### How to complete this task
Nothing but the lines from the one that contains "Where can the rough" through the end of the data should be reproduced, and each must match exactly.

### Natural-language object grounding data
________________________________________
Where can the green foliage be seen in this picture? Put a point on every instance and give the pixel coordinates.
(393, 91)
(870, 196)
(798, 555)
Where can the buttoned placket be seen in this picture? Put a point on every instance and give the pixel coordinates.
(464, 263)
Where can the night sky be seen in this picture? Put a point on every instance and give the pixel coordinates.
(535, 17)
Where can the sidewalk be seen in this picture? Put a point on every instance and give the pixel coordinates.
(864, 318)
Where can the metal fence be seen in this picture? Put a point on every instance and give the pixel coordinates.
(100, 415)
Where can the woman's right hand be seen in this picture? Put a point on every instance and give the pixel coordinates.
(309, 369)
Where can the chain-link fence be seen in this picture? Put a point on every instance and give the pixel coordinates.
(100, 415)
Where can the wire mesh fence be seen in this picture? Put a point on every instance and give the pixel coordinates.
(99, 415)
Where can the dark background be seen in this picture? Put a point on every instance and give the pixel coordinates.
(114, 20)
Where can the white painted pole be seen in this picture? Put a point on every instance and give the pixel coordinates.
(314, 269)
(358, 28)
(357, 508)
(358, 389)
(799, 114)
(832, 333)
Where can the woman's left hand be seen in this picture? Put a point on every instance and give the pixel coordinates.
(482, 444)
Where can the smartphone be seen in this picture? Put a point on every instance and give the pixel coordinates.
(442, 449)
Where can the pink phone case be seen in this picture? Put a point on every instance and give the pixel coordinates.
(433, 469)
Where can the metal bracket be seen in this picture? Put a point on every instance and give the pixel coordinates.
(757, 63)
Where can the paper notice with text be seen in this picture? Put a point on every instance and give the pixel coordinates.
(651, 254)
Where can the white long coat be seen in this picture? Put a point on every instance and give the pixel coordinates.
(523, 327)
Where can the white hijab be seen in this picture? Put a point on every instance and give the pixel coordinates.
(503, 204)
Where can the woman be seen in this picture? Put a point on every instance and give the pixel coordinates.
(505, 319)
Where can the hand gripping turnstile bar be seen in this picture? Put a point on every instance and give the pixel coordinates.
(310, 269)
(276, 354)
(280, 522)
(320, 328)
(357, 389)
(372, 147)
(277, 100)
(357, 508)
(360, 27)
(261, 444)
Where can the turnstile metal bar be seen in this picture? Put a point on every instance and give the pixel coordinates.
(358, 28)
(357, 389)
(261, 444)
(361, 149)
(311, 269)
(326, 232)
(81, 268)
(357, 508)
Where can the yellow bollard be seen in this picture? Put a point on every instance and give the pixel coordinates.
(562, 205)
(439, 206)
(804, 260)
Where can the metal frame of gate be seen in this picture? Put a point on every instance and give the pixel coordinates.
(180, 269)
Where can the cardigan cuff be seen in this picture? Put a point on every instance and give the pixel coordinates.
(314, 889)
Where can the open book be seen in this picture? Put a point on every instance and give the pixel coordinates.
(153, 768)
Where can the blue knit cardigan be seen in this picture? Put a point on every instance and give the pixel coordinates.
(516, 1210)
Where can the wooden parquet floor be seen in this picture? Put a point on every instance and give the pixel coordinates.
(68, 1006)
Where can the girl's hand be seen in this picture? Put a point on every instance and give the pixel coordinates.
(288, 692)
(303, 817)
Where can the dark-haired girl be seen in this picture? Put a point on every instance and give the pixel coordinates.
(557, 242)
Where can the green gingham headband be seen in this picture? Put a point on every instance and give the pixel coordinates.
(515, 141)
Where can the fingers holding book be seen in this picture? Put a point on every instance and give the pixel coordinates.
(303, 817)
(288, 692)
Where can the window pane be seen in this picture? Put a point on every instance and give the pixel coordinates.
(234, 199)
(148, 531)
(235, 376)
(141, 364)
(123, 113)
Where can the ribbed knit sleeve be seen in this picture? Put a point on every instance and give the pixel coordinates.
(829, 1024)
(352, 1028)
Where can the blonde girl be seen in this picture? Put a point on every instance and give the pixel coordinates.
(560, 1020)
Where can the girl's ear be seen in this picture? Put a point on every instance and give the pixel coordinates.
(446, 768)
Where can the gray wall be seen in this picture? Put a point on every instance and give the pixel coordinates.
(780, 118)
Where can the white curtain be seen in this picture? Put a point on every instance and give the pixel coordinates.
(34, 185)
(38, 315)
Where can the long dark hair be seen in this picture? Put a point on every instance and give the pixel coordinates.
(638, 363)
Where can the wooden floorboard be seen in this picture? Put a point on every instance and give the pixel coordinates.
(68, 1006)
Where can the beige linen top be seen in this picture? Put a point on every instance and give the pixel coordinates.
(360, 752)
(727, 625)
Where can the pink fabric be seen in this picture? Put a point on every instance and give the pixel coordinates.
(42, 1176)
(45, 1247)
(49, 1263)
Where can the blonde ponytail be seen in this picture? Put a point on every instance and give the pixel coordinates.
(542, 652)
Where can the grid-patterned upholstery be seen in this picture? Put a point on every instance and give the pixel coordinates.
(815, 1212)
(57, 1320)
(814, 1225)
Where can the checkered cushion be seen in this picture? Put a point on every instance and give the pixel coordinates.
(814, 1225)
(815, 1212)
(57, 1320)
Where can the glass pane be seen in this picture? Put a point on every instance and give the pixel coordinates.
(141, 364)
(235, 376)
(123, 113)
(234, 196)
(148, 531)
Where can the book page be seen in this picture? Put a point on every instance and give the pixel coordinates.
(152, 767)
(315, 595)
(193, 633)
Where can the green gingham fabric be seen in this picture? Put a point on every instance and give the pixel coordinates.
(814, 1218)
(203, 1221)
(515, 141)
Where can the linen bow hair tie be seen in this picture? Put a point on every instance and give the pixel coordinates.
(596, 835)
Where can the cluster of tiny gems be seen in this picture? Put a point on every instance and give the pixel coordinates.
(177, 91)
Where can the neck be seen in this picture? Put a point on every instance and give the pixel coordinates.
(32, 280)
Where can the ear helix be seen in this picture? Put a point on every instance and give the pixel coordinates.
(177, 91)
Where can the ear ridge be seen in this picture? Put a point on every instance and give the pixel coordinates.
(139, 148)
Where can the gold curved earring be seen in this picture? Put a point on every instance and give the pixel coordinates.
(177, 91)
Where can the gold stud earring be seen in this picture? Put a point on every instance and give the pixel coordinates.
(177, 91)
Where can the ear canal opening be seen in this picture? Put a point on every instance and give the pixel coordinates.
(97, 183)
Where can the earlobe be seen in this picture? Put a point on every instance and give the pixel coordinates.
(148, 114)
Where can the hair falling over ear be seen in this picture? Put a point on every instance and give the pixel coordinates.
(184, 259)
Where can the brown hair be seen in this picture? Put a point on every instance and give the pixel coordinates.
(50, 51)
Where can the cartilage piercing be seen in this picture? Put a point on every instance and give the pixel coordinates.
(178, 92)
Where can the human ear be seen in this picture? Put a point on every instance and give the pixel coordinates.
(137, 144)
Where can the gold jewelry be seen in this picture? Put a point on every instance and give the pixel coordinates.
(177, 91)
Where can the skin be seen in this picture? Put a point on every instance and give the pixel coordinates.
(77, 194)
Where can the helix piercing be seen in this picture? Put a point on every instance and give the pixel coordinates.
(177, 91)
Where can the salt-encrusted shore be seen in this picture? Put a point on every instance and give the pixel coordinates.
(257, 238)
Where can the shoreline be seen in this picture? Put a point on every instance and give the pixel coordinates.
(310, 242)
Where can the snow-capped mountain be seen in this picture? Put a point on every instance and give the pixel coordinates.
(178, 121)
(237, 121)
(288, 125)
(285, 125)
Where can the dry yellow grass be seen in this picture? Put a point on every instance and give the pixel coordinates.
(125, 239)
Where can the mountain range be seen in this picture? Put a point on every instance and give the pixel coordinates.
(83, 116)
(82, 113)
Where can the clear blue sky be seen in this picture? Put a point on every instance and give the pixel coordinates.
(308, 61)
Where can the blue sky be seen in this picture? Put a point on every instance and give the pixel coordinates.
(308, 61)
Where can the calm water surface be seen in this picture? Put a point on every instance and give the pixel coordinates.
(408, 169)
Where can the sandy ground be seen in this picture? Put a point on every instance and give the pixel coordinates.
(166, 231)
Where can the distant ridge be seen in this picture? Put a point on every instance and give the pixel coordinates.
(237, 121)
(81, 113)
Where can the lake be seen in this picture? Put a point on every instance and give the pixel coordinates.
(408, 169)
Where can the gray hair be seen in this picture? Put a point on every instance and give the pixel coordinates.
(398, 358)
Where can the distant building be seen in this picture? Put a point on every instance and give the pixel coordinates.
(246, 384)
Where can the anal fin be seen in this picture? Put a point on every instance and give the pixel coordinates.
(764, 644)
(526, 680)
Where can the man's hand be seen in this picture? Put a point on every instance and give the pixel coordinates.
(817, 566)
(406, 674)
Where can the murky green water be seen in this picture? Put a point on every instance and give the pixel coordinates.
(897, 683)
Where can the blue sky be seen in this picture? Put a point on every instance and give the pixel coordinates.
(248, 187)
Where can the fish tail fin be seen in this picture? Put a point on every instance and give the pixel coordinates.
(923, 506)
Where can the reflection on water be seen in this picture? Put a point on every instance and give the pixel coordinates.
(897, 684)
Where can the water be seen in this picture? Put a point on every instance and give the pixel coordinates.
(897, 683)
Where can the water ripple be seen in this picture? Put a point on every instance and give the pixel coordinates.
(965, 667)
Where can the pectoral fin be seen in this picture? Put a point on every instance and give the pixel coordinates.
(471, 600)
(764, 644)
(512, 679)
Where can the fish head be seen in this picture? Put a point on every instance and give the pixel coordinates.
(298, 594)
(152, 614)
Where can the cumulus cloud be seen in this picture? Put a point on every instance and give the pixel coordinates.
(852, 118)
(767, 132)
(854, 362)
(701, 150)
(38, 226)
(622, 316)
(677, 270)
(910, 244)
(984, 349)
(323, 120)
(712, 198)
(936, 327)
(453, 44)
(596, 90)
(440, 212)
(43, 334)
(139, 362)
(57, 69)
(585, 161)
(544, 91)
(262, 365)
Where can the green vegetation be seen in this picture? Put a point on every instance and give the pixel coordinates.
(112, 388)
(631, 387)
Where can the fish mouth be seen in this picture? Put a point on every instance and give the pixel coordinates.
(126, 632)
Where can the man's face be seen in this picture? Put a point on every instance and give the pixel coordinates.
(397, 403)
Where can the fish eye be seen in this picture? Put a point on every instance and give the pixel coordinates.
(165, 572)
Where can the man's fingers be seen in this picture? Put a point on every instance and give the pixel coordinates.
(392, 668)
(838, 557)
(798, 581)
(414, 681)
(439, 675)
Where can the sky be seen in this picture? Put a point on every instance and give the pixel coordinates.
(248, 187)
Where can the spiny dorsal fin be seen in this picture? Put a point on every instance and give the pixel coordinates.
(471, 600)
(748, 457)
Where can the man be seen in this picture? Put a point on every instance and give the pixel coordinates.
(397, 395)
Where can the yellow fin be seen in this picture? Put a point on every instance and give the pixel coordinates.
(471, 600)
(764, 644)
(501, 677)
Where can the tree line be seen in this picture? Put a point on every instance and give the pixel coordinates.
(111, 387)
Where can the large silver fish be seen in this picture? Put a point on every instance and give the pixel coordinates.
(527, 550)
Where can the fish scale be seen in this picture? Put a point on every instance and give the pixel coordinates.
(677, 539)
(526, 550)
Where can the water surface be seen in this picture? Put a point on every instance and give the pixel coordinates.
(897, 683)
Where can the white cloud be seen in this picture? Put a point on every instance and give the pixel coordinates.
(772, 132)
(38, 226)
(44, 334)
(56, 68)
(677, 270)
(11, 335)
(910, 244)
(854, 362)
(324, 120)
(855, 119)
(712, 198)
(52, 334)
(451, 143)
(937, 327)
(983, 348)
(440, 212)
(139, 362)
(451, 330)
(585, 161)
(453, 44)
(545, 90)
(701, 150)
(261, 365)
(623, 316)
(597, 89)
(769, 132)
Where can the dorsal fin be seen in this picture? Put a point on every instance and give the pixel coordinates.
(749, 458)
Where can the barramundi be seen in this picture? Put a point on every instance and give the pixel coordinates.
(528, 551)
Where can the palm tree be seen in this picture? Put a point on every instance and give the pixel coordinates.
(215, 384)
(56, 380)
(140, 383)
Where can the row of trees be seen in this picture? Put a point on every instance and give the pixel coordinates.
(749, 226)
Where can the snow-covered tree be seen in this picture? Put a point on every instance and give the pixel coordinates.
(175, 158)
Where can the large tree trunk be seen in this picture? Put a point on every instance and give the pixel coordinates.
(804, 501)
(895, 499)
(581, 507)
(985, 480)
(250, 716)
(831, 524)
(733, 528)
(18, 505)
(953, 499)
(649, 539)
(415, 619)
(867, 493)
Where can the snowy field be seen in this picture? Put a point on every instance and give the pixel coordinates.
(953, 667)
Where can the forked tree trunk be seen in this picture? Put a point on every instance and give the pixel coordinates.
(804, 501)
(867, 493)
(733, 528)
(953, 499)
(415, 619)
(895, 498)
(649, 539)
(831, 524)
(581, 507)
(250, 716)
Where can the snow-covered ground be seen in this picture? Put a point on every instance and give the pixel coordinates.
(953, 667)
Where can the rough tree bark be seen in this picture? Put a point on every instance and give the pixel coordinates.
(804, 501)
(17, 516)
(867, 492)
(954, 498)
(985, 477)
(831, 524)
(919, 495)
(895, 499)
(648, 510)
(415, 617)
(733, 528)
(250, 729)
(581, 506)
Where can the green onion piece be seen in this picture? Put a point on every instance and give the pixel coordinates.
________________________________________
### Finished task
Where can the rough tree bark be seen in this picture? Put a point on every instance and give the pixel coordinates.
(804, 501)
(17, 516)
(867, 492)
(954, 498)
(985, 477)
(831, 524)
(919, 495)
(895, 499)
(648, 510)
(415, 617)
(733, 528)
(250, 729)
(581, 506)
Where can the green onion piece be seen in this picture? Put a point on every instance and give the pixel coordinates.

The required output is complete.